▶ Exercise aim
Return the records in full, exactly as given.

Point annotation dataset records:

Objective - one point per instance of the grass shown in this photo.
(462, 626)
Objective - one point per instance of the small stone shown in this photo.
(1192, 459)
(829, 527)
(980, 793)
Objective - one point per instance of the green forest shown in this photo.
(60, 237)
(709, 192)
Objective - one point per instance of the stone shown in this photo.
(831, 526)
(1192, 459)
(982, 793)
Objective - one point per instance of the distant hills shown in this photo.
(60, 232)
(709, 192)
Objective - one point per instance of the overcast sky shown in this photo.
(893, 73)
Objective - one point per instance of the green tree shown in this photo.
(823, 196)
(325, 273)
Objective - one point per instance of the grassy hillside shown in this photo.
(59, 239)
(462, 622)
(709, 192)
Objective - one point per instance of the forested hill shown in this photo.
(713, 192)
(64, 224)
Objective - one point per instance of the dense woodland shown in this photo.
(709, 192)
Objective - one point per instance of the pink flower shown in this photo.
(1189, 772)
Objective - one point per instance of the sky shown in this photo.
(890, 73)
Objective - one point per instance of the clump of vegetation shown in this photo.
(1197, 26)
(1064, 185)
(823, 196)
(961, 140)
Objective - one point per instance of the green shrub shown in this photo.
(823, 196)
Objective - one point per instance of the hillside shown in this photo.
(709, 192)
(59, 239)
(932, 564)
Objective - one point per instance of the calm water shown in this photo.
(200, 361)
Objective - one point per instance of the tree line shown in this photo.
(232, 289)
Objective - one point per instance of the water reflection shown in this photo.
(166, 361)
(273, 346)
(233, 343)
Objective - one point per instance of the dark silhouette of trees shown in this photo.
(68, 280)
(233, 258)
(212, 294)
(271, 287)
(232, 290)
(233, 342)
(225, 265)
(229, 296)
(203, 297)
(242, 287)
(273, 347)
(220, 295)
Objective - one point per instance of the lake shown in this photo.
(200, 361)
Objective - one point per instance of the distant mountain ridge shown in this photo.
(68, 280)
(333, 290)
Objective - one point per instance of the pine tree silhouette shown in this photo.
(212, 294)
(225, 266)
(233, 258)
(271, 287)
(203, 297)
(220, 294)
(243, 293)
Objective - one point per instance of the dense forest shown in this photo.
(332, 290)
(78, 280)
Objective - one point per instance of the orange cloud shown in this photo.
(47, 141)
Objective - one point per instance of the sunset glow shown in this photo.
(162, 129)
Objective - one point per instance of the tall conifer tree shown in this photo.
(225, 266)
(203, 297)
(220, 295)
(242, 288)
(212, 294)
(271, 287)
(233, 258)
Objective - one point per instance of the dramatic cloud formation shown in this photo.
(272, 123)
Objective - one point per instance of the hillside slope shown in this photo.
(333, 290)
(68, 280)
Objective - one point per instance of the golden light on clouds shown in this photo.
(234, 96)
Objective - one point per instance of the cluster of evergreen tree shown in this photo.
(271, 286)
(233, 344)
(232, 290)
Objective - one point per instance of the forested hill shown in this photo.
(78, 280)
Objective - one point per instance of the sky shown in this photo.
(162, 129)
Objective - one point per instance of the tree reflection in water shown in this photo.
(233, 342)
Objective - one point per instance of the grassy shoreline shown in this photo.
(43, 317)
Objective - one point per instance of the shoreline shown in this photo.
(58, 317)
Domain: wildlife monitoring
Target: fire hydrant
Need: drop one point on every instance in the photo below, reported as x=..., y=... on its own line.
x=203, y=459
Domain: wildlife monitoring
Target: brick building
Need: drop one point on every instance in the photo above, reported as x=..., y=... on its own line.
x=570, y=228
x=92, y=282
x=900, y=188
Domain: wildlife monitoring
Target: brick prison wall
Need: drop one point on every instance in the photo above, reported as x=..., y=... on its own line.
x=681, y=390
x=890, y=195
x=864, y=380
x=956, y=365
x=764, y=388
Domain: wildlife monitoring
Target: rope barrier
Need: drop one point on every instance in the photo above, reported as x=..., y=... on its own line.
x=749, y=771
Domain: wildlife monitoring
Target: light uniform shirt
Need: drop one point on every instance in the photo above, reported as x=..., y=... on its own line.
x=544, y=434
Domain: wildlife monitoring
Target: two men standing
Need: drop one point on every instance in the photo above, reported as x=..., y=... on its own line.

▶ Exercise result
Objective - one point per instance of the grass shown in this photo.
(462, 626)
Objective - one point per instance of the small stone shown in this photo.
(1192, 459)
(829, 527)
(980, 793)
Objective - one point per instance of the green forest shown in this photo.
(60, 237)
(709, 192)
Objective - one point per instance of the stone shown in this photo.
(831, 526)
(1192, 459)
(982, 793)
Objective - one point per instance of the distant hills shown in this photo.
(60, 232)
(709, 192)
Objective - one point per instance of the overcast sky shown in this photo.
(893, 73)
Objective - one point per instance of the green tree shown in this photo.
(823, 196)
(325, 273)
Objective - one point per instance of the grassy hillside shown in this photo.
(59, 239)
(462, 622)
(709, 192)
Objective - one point per instance of the forested hill shown in this photo.
(713, 192)
(64, 224)
Objective - one point per instance of the dense woodland shown in this photo.
(709, 192)
Objective - one point per instance of the pink flower shown in this photo.
(1189, 772)
Objective - one point per instance of the sky shown in this photo.
(890, 73)
Objective - one point per instance of the clump of vegetation shown in this photo.
(1197, 26)
(1064, 185)
(823, 196)
(961, 140)
Objective - one point per instance of the green shrub shown in this photo.
(823, 196)
Objective - one point per instance of the hillside shown in this photo.
(709, 192)
(59, 239)
(932, 564)
Objective - one point per instance of the calm water shown in this photo.
(200, 361)
Objective - one point per instance of the tree line shown in this photo.
(232, 289)
Objective - one point per instance of the water reflection shown in this photo.
(166, 361)
(273, 346)
(233, 343)
Objective - one point per instance of the dark silhouette of trees shown in this photo.
(68, 280)
(233, 258)
(212, 294)
(271, 287)
(232, 290)
(233, 342)
(225, 265)
(229, 296)
(203, 297)
(242, 287)
(273, 347)
(220, 295)
Objective - one point per instance of the lake shown in this photo.
(200, 361)
Objective - one point per instance of the distant mountain ridge shown in this photo.
(68, 280)
(333, 290)
Objective - one point per instance of the pine tree silhouette shown in this photo.
(212, 294)
(225, 266)
(233, 258)
(271, 287)
(203, 297)
(220, 294)
(243, 293)
Objective - one point per instance of the dense forest shown in this photo.
(332, 290)
(78, 280)
Objective - one point per instance of the orange cloud shown in this photo.
(47, 141)
Objective - one point per instance of the sunset glow shown in this photo.
(162, 129)
Objective - one point per instance of the tall conifer tree shown in this photo.
(225, 266)
(203, 297)
(220, 295)
(242, 288)
(212, 294)
(271, 287)
(233, 258)
Objective - one point per instance of the dramatic cloud formation shown in this photo.
(272, 123)
Objective - one point per instance of the hillside slope shown in this photo.
(333, 290)
(68, 280)
Objective - one point per instance of the golden light on clouds shown in this photo.
(234, 96)
Objective - one point per instance of the cluster of evergreen tree shown in this photo.
(271, 286)
(233, 344)
(232, 290)
Objective - one point per instance of the forested hill shown in this photo.
(78, 280)
Objective - one point per instance of the sky shown in this photo.
(162, 129)
Objective - one point per instance of the tree reflection in water shown in this photo.
(233, 342)
Objective - one point per instance of the grassy shoreline shown in this photo.
(43, 317)
Objective - one point per instance of the shoreline shown in this photo.
(58, 317)
Domain: wildlife monitoring
Target: fire hydrant
Need: drop one point on every instance in the photo below, reported as x=..., y=... on its own line.
x=203, y=459
Domain: wildlife monitoring
Target: brick building
Need: drop one point on every instance in the photo above, reported as x=..., y=... on its own line.
x=570, y=228
x=92, y=282
x=900, y=188
Domain: wildlife monitoring
Target: brick prison wall
Need: drop one point on every instance in the photo above, reported as x=..., y=... on its own line.
x=681, y=390
x=890, y=195
x=864, y=380
x=956, y=365
x=764, y=388
Domain: wildlife monitoring
Target: rope barrier
Need: drop one point on every instance in the photo above, reported as x=..., y=... on its own line.
x=749, y=771
Domain: wildlife monitoring
Target: light uniform shirt
Need: drop one point on every instance in the photo above, reported as x=..., y=... on its own line.
x=544, y=434
Domain: wildlife monitoring
Target: two men standing
Need: drop one point on every instance in the photo above, reported as x=..., y=... on its own line.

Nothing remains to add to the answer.